# Start of Data for this task
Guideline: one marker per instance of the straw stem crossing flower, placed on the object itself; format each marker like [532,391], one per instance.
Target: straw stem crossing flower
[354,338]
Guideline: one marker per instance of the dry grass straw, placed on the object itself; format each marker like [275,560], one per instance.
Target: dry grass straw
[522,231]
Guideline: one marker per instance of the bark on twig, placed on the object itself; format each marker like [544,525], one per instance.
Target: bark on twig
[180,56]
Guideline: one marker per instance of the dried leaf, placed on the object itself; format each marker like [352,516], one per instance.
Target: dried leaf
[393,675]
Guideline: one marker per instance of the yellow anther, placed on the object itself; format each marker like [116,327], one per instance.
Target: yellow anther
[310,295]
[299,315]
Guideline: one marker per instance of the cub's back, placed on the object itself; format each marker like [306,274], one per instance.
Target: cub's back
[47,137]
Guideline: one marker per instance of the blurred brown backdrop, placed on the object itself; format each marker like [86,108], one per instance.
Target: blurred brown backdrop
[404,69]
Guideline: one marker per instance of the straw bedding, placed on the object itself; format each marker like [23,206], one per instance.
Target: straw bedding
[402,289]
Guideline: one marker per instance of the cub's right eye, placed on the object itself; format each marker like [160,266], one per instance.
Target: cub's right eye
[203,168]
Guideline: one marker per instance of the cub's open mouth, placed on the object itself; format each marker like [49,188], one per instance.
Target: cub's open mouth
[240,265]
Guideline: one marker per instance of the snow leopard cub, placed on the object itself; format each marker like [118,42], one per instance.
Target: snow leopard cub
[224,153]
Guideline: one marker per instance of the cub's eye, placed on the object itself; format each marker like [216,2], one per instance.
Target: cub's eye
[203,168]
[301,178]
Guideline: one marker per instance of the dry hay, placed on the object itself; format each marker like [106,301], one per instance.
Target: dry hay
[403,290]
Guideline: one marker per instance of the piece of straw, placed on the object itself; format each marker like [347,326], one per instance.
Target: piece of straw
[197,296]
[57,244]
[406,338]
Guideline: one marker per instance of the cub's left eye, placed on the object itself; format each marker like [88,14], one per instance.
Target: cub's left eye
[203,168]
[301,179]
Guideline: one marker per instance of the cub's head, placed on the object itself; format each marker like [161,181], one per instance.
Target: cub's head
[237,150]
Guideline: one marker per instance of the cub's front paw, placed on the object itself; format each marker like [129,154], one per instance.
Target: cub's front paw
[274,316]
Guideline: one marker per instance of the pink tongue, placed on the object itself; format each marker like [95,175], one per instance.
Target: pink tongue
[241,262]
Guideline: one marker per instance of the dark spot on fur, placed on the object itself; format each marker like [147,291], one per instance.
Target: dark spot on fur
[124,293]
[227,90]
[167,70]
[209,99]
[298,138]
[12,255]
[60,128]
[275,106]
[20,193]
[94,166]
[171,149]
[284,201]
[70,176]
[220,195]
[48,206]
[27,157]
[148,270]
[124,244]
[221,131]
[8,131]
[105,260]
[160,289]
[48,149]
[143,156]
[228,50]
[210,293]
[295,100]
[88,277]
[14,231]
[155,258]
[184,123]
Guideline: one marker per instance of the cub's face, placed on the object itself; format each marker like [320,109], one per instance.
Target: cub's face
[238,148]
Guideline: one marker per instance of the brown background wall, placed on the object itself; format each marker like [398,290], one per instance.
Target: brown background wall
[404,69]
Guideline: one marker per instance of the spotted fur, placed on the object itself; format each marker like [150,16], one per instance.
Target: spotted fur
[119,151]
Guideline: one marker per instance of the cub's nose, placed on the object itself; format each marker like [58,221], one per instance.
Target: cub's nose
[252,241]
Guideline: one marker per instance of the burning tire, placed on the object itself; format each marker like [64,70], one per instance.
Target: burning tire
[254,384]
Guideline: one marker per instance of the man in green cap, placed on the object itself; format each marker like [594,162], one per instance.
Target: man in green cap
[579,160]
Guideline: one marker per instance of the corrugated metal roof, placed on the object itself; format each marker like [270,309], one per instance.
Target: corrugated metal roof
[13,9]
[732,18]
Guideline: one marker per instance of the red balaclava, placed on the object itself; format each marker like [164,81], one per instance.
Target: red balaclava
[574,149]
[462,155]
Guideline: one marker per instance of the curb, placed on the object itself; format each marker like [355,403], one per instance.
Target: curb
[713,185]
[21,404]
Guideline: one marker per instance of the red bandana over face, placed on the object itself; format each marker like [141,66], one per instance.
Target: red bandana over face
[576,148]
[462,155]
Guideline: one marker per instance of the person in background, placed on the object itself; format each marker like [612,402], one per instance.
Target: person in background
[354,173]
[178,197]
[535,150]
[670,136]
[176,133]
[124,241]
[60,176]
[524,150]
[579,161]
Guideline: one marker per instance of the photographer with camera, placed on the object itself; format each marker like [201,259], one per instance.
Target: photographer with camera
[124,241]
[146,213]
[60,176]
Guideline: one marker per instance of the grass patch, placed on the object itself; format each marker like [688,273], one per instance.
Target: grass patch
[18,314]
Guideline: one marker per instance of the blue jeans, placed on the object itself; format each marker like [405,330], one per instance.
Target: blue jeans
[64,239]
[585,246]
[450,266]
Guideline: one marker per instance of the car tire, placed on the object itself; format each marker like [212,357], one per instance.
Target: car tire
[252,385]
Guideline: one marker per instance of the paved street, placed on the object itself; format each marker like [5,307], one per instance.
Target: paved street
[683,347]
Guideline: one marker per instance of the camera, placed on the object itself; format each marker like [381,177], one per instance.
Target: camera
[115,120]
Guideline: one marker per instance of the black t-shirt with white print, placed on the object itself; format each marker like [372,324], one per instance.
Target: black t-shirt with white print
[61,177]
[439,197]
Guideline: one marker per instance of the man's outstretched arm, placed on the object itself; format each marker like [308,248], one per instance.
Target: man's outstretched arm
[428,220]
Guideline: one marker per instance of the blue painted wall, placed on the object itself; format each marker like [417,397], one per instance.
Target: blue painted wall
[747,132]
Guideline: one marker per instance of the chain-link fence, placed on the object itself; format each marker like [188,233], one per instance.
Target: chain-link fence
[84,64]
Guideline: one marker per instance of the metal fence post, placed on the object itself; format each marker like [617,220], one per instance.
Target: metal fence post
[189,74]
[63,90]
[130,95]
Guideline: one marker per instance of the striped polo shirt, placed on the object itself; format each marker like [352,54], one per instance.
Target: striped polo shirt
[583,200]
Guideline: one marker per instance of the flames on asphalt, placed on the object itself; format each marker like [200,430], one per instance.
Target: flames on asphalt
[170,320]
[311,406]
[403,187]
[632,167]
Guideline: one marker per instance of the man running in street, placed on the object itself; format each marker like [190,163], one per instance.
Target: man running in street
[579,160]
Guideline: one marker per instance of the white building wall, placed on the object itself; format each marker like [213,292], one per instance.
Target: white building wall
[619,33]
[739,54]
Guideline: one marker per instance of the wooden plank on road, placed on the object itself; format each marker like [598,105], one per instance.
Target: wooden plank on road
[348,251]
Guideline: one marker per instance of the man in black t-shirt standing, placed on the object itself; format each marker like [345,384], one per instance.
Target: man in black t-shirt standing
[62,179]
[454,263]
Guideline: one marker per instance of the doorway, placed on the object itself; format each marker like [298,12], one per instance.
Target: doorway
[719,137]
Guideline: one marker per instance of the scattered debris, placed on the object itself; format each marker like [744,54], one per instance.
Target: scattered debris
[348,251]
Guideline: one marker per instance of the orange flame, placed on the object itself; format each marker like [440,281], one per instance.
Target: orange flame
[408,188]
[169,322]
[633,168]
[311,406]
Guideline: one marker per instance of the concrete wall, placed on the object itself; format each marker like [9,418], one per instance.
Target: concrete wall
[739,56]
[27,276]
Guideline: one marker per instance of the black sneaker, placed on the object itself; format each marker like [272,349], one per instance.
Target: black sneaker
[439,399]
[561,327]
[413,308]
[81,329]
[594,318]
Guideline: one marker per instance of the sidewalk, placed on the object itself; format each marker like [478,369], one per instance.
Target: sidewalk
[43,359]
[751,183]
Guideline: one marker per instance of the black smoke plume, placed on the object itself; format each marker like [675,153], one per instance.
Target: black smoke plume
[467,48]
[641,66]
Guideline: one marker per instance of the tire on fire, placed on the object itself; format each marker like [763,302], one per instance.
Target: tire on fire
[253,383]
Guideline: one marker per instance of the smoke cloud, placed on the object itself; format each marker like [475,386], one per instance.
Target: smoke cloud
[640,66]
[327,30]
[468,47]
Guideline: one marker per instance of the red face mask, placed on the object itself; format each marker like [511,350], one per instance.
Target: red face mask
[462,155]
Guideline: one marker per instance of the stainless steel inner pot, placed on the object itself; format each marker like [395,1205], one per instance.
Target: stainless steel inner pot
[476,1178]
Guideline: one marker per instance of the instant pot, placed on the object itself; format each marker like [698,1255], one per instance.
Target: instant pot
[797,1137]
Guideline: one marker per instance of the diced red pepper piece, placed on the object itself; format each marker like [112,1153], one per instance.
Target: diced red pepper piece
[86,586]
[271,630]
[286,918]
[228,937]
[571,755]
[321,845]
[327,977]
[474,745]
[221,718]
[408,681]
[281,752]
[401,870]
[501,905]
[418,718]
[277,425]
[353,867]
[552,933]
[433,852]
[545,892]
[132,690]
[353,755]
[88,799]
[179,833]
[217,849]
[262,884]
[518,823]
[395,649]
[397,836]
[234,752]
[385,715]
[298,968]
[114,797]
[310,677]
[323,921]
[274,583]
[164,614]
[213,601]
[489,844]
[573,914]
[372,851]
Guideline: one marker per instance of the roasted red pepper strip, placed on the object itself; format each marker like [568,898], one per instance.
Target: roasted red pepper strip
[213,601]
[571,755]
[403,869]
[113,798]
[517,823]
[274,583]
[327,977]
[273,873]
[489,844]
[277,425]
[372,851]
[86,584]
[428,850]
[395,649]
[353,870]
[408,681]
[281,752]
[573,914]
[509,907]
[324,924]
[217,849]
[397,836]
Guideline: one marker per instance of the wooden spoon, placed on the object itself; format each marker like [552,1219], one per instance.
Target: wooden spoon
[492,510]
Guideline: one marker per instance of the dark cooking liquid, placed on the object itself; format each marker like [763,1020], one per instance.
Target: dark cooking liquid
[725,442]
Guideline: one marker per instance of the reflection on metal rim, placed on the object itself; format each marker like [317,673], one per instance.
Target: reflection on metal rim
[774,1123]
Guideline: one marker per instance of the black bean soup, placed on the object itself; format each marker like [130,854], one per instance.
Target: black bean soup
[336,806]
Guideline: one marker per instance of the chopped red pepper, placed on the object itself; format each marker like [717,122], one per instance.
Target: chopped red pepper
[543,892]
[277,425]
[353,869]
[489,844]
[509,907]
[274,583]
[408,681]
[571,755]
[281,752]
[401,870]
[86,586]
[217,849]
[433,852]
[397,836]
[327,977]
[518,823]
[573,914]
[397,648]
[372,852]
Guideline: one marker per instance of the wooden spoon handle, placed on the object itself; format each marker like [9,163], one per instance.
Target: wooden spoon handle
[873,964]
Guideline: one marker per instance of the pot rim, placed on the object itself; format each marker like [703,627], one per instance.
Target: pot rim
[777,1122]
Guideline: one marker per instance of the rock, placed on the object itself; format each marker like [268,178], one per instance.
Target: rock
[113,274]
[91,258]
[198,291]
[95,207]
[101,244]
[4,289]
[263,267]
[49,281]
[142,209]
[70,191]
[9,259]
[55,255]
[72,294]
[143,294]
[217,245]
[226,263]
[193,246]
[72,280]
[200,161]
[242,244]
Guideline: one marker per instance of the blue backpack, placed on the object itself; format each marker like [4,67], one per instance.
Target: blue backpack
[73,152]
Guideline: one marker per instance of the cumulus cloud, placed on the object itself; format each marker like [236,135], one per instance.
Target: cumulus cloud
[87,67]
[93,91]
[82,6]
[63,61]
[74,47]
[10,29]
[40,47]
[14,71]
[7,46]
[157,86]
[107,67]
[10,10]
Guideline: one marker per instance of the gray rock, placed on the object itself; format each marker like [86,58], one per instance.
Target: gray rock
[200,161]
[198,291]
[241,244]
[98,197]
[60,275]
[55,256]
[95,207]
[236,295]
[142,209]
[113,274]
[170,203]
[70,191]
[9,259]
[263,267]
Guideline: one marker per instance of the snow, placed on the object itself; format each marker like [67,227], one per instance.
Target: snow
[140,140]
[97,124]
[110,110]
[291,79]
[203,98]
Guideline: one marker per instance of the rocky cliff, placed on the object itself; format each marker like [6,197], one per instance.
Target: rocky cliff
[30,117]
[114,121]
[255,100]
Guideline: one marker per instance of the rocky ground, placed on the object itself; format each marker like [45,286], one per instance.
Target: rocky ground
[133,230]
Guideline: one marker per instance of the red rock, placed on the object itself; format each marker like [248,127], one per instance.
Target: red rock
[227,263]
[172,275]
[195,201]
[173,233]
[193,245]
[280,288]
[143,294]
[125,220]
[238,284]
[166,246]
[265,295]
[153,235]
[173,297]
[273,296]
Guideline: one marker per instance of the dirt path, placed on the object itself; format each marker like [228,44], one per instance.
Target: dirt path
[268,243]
# End of Data for this task
## Task details
Return the line that contains "Guideline: one marker per instance of the rock, placed" along with every line after it through the end of the entries, exactly, adding nothing.

## Written response
Guideline: one marker per instance of the rock, placed on the object itself; format each marker like [268,178], one per instance.
Target: rock
[113,274]
[91,258]
[198,291]
[95,207]
[101,244]
[4,289]
[263,267]
[49,281]
[142,209]
[70,191]
[9,259]
[55,255]
[72,294]
[143,294]
[217,245]
[226,263]
[193,246]
[72,280]
[200,161]
[242,244]
Guideline: one marker per instance of the blue backpack, placed on the object itself; format each marker like [4,67], one per instance.
Target: blue backpack
[73,152]
Guideline: one marker per instance of the cumulus cloud, placed on the object itself; format each marker like [236,135], one per instance.
Target: cumulus cloud
[87,67]
[93,91]
[82,6]
[63,61]
[74,47]
[10,29]
[40,47]
[14,71]
[7,46]
[157,86]
[107,67]
[10,10]
Guideline: one marker per instance of the gray rock, placed on the object itself; format each marker like [86,58], one per instance.
Target: gray rock
[200,161]
[198,291]
[241,244]
[98,197]
[60,275]
[55,256]
[95,207]
[236,295]
[142,209]
[113,274]
[170,203]
[70,191]
[9,259]
[263,267]
Guideline: one marker per instance of the snow, placed on the object itself; format each marker like [67,227], one per instance.
Target: snow
[140,140]
[97,124]
[110,110]
[291,79]
[203,98]
Guideline: one marker per instance of the rocky cliff, placed on the object itself; format each marker like [6,197], one per instance.
Target: rocky cliff
[30,117]
[114,121]
[255,100]
Guideline: one marker per instance of the rocky ground, placed on the object itself; format each marker like [45,286], one per instance.
Target: rocky ground
[133,230]
Guideline: one marker per instance of the red rock, placed on the object itself; format each marker like [248,127], one per instance.
Target: red rock
[227,263]
[172,275]
[195,201]
[173,233]
[193,245]
[280,288]
[143,294]
[125,220]
[238,284]
[166,246]
[265,295]
[153,235]
[173,297]
[273,296]
Guideline: one marker per instance of the dirt path, placed on the object itself; format each marker like [228,44], one per instance.
Target: dirt path
[268,243]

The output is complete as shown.